Reading passage:

|Battle of Port Louis|
|Part of the French Revolutionary Wars|
Combat de la Preneuse, Auguste Mayer, Musée Quesnel Morinière
|Kingdom of Great Britain||French Republic|
|Commanders and leaders|
|Captain John Osborn||Captain Jean-Matthieu-Adrien Lhermitte|
|Ship of the line HMS Tremendous, fourth rate HMS Adamant||Frigate Preneuse|
|Casualties and losses|
The Battle of Port Louis was a minor naval engagement of the French Revolutionary Wars, fought on 11 December 1799 at the mouth of the Tombeau River near Port Louis on the French Indian Ocean island of Île de France, later known as Mauritius. Preneuse had originally been part of a powerful squadron of six frigates sent to the Indian Ocean in 1796 under the command of Contre-amiral Pierre César Charles de Sercey, but the squadron dispersed in 1798 and by the summer of 1799 Preneuse was the only significant French warship remaining in the region. The battle was the culmination of a three month raiding cruise by the 40-gun French Navy frigate Preneuse, commanded by Captain Jean-Matthieu-Adrien Lhermitte. Ordered to raid British commerce in the Mozambique Channel, Lhermitte's cruise had been eventful, with an inconclusive encounter with a squadron of small British warships in Algoa Bay on 20 September and an engagement with the 50-gun HMS Jupiter during heavy weather on 9–11 October.
Returning to Île de France in December, Lhermitte steered for Port Louis but was intercepted by the British blockade squadron, comprising the 74-gun ship of the line HMS Tremendous and the 50-gun HMS Adamant. Unable to reach safety, Lhermitte evaded pursuit long enough to drive Preneuse onto a beach at the mouth of the Tombeau. After a brief exchange of fire the wrecked frigate was surrendered and British boarding parties in ship's boats rowed inshore to Preneuse, removed the survivors and burnt the remains. Watching from the shore as the last of his command burned on the beach, Sercey subsequently retired from military service.

Set task: According to the Battle of Port Louis article, why did Lhermitte drive Preneuse onto a beach at the mouth of the Tombeau? Answer in one to three sentences. The records come from a separate, unrelated source.

Entries supplied:
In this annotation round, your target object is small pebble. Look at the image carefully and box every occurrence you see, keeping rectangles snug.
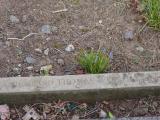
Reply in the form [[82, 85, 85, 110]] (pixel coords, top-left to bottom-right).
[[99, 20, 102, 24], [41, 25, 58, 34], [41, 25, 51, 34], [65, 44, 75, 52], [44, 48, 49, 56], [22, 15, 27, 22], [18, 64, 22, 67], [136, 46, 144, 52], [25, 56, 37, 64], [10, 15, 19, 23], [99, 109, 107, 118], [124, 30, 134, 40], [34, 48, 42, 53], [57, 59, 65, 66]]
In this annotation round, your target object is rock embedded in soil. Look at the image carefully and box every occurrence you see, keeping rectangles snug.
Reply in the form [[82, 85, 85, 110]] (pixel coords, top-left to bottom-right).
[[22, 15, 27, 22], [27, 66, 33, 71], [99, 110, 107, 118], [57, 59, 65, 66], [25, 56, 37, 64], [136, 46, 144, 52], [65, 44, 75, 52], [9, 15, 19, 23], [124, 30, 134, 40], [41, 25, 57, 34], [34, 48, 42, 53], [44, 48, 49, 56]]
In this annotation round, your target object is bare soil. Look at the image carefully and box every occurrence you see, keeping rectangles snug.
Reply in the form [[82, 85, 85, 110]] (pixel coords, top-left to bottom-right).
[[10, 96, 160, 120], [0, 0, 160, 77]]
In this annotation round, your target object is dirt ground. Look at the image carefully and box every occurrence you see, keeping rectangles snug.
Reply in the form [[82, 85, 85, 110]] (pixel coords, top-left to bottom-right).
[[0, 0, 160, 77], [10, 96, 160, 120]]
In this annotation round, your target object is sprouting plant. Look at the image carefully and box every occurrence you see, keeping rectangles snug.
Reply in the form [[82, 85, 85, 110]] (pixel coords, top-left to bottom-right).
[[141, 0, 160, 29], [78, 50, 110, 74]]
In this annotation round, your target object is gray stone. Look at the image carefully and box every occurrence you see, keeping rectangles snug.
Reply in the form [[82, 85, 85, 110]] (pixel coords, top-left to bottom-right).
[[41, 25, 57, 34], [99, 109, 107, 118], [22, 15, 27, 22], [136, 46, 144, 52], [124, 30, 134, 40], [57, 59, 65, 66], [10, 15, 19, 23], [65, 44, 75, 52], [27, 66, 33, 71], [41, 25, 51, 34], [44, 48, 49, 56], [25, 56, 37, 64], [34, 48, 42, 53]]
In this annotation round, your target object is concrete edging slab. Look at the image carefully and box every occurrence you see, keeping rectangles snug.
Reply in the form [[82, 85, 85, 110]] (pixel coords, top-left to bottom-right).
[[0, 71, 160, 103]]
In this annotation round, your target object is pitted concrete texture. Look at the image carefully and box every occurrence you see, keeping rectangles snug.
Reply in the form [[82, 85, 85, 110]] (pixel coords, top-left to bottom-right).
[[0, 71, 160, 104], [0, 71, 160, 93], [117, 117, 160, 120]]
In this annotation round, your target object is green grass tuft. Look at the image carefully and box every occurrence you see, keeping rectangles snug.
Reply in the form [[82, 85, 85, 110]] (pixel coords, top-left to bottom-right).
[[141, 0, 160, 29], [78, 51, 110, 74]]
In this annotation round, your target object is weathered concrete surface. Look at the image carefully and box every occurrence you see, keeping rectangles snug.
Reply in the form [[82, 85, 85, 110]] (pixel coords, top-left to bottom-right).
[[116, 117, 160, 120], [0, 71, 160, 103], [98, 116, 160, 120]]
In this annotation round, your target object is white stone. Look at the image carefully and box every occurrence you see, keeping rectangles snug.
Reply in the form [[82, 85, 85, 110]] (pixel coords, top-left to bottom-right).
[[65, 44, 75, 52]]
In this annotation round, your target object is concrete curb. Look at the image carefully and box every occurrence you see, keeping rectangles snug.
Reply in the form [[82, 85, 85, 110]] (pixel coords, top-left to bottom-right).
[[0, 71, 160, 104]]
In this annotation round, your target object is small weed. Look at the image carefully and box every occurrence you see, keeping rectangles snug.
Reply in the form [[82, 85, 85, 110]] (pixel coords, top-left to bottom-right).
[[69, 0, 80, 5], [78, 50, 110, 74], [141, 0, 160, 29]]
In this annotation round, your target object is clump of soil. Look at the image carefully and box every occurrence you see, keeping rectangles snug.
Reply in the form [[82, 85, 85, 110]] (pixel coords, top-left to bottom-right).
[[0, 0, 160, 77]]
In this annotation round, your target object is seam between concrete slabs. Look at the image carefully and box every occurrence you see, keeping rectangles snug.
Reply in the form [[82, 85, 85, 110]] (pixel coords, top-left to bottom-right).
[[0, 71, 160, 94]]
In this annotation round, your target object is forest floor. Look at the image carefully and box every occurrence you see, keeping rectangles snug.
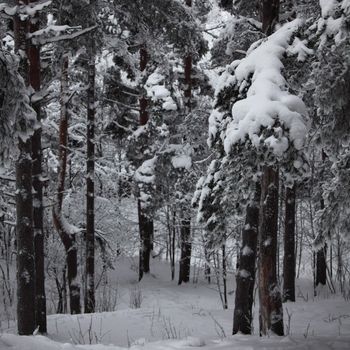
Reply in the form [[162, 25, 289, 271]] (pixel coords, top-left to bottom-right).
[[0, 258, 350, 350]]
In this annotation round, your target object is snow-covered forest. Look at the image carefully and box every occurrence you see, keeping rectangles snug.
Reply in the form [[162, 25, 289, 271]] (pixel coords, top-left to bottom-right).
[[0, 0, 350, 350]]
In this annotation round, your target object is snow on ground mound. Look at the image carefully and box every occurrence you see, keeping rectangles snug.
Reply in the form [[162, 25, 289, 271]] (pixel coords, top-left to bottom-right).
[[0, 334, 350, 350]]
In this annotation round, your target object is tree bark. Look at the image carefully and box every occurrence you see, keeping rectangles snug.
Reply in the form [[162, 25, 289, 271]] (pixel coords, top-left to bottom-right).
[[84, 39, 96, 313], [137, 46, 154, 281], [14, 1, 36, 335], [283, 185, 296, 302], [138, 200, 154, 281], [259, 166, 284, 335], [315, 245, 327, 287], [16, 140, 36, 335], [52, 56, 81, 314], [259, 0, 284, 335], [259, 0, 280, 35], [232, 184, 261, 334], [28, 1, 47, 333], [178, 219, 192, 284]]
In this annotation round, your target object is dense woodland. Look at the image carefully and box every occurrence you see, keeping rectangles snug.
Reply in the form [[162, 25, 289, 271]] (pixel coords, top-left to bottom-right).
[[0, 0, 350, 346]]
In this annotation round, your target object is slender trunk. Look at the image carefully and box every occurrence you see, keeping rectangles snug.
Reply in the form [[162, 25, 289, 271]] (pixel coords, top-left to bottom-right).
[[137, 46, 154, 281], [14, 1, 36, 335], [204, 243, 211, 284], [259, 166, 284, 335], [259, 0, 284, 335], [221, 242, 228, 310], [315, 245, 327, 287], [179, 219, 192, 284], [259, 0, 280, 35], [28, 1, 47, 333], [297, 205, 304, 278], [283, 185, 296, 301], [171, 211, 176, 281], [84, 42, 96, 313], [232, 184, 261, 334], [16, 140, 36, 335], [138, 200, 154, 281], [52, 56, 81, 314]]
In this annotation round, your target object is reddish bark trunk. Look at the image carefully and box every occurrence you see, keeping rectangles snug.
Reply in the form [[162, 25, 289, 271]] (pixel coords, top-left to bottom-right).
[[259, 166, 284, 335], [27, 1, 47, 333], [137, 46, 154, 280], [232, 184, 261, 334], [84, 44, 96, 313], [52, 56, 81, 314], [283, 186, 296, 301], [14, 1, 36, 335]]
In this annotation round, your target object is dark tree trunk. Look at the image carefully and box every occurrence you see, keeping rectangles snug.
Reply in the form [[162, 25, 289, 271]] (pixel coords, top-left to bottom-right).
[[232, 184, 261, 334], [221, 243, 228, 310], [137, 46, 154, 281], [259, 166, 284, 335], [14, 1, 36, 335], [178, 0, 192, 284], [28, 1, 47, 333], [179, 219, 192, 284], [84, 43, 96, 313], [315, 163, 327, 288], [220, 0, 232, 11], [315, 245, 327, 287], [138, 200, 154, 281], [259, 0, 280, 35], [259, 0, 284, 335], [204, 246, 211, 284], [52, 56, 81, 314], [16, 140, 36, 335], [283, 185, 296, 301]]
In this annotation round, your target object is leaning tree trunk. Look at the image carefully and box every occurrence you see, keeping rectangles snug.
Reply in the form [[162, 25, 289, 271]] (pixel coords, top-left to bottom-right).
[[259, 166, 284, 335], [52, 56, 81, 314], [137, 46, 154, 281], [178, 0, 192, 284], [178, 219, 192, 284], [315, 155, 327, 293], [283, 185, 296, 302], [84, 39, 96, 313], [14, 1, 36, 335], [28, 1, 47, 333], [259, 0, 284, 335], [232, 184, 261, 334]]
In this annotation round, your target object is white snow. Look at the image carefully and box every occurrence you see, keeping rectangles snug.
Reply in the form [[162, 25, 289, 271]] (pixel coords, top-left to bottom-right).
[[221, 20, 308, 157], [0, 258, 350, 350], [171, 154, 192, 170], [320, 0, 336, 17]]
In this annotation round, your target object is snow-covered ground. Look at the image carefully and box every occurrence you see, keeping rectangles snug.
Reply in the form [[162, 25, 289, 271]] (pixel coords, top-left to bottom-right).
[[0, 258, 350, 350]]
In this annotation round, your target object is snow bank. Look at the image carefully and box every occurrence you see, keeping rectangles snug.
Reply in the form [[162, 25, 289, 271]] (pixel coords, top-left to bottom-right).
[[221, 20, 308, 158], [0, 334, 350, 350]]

The answer: While returning to Port Louis in December, Lhermitte was intercepted by the British blockade squadron of HMS Tremendous and HMS Adamant. Unable to reach safety, he evaded pursuit only long enough to run Preneuse ashore at the mouth of the Tombeau.